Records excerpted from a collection

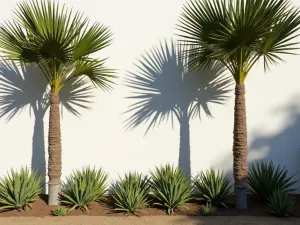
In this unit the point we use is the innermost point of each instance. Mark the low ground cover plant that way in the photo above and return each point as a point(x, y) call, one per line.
point(213, 187)
point(19, 189)
point(170, 187)
point(59, 211)
point(131, 192)
point(264, 178)
point(83, 188)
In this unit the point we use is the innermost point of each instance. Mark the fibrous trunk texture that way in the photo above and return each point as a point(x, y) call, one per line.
point(240, 148)
point(184, 150)
point(54, 150)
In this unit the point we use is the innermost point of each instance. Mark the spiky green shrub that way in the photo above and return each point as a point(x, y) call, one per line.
point(264, 178)
point(59, 211)
point(212, 187)
point(84, 187)
point(19, 189)
point(281, 203)
point(131, 192)
point(208, 210)
point(171, 188)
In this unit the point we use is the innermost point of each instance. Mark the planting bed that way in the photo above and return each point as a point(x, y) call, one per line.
point(255, 208)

EXERCISE
From the line containing "Mark the spiky" to the final line of the data above, transcribe every line exactly and nothing more.

RESPONSE FOR THIS EXERCISE
In this unit the point we use is the innermost point of each instance. Mark the spiky green shrub that way in the photo above and return each point as a point(x, y) call, one per line.
point(264, 178)
point(59, 211)
point(212, 187)
point(84, 187)
point(19, 189)
point(281, 203)
point(131, 192)
point(208, 210)
point(171, 188)
In this unit the point we use is the innermost point of each instance. Mark the planting bed that way in the photo above and return each point as a point(x, y) call, one per line.
point(255, 208)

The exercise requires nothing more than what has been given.